Some records

+ + + + +

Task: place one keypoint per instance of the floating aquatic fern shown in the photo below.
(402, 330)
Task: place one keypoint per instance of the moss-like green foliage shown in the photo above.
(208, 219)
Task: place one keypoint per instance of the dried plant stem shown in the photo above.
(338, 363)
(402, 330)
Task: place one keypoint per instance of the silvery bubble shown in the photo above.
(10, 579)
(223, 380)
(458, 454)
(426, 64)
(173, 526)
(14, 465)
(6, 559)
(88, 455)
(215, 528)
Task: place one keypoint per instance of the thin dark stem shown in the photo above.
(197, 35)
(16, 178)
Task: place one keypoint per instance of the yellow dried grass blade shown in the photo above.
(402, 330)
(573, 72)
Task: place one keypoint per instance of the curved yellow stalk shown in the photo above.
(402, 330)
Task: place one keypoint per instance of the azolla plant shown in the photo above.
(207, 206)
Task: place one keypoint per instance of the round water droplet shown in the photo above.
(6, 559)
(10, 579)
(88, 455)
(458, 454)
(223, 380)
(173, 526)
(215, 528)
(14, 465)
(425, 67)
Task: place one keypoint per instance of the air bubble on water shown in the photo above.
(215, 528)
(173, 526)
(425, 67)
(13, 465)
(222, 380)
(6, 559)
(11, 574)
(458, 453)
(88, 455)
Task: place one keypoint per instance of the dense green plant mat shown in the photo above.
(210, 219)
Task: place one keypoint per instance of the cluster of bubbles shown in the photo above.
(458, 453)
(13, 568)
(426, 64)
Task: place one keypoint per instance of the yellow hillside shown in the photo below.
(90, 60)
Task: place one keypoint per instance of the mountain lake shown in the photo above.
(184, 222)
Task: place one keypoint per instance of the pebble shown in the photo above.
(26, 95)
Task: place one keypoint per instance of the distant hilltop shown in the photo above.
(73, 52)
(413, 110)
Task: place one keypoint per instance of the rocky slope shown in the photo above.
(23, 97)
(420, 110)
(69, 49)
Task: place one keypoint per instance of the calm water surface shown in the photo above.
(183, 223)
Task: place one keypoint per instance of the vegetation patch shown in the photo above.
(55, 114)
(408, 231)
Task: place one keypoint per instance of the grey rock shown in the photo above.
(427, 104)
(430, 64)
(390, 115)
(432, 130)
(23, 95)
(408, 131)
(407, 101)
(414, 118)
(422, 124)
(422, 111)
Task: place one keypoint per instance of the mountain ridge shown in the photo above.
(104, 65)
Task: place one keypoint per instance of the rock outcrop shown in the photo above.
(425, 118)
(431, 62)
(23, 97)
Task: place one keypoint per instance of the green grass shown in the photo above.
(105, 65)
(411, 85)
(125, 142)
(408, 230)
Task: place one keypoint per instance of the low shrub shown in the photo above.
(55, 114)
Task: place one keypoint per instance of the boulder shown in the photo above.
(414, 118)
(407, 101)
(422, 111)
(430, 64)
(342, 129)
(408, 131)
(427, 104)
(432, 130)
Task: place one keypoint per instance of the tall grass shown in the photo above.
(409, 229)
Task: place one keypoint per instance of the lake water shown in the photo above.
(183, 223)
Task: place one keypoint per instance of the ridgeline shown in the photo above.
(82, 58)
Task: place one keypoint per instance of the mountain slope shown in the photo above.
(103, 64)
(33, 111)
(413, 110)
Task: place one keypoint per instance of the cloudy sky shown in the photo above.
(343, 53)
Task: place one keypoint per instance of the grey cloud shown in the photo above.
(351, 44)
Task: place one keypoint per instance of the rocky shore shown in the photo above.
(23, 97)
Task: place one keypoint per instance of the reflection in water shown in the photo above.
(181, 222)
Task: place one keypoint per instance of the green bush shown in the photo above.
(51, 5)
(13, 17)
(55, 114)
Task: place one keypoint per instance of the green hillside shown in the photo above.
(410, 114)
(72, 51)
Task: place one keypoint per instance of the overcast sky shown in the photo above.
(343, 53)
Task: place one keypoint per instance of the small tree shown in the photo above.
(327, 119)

+ + + + +

Rewrite the listing, replacing "keypoint" with "marker" everywhere and leaving everything else unchanged.

→ **FULL OUTPUT**
Task: place one marker per instance of the floating aquatic fern shown in the photo below.
(402, 330)
Task: place one marker per instance of the moss-like green foliage shown in the photo above.
(208, 219)
Task: place one marker per instance of the dried plant stem shown in the photo above.
(338, 363)
(402, 330)
Task: place one marker per instance of the silvery bubble shown in the photo above.
(10, 579)
(223, 380)
(458, 454)
(426, 64)
(173, 526)
(14, 465)
(6, 559)
(88, 455)
(215, 528)
Task: place one marker per instance of the thin dark stem shown in the photo above.
(197, 35)
(16, 178)
Task: place one marker per instance of the yellow dried grass blade shown in the photo above.
(402, 330)
(573, 72)
Task: place one marker per instance of the curved yellow stalk shown in the photo above.
(402, 330)
Task: place one marker per instance of the azolla plant shown in the photo above.
(207, 206)
Task: place one marker per instance of the round water droplet shown in the photo above.
(6, 559)
(10, 579)
(88, 455)
(458, 454)
(223, 380)
(173, 526)
(215, 528)
(14, 465)
(425, 67)
Task: place one marker per instance of the air bubble on water shown in the photo above.
(215, 528)
(173, 526)
(425, 67)
(13, 465)
(222, 380)
(6, 559)
(11, 574)
(458, 453)
(88, 455)
Task: place one marker per instance of the dense green plant mat shown in the photo above.
(210, 219)
Task: place one marker per instance of the cluster of bubbles shown in the photo above.
(458, 453)
(13, 568)
(426, 64)
Task: place one marker per instance of the yellow hillside shown in the photo below.
(90, 60)
Task: place one marker per instance of the mountain lake shown in the photo above.
(184, 222)
Task: place one marker per instance of the pebble shown in the photo above.
(26, 95)
Task: place one marker per instance of the distant hilltop shown in the photo above.
(73, 52)
(413, 110)
Task: place one marker per instance of the rocky slope shown in the photo above.
(23, 97)
(420, 110)
(69, 49)
Task: place one marker per instance of the calm water surface shown in the photo above.
(183, 223)
Task: place one marker per instance of the vegetation patch shown in the photo above.
(55, 114)
(408, 231)
Task: place one marker per instance of the grey rock shown in the photo above.
(427, 104)
(430, 64)
(390, 115)
(432, 130)
(23, 95)
(408, 131)
(407, 101)
(414, 118)
(422, 124)
(422, 111)
Task: place one marker per instance of the mountain ridge shown in the photo above.
(104, 65)
Task: place one marker per instance of the rock outcrop shown in the photo above.
(425, 118)
(431, 62)
(23, 97)
Task: place one marker per instance of the green grass shown in the photo above.
(105, 65)
(411, 85)
(125, 142)
(408, 230)
Task: place one marker per instance of the low shrub shown in the photo above.
(55, 114)
Task: place one marker per instance of the boulder shown in the photo above.
(414, 118)
(407, 101)
(422, 111)
(430, 64)
(342, 129)
(408, 131)
(427, 104)
(432, 130)
Task: place one marker per instance of the tall grass shown in the photo above.
(409, 229)
Task: place one marker per instance of the lake water shown in the photo above.
(183, 223)
Task: place one marker per instance of the ridgeline shown in the photo above.
(82, 58)
Task: place one marker per instance of the mountain slope shown in the photo above.
(103, 64)
(33, 111)
(413, 110)
Task: place one marker per instance of the cloudy sky shown in the photo above.
(343, 53)
Task: place one marker per instance of the grey cloud shown in the photo above.
(351, 44)
Task: place one marker per instance of the rocky shore shown in the photo above.
(23, 97)
Task: place one marker per instance of the reflection in water shown in the photo above.
(181, 222)
Task: place one marker per instance of the green bush shown in the photo above.
(51, 5)
(13, 17)
(55, 114)
Task: place one marker per instance of the green hillside shown in the photo above.
(410, 114)
(72, 51)
Task: place one marker per instance of the overcast sky shown in the photo above.
(343, 53)
Task: place one marker per instance of the small tree shown in the photo above.
(327, 119)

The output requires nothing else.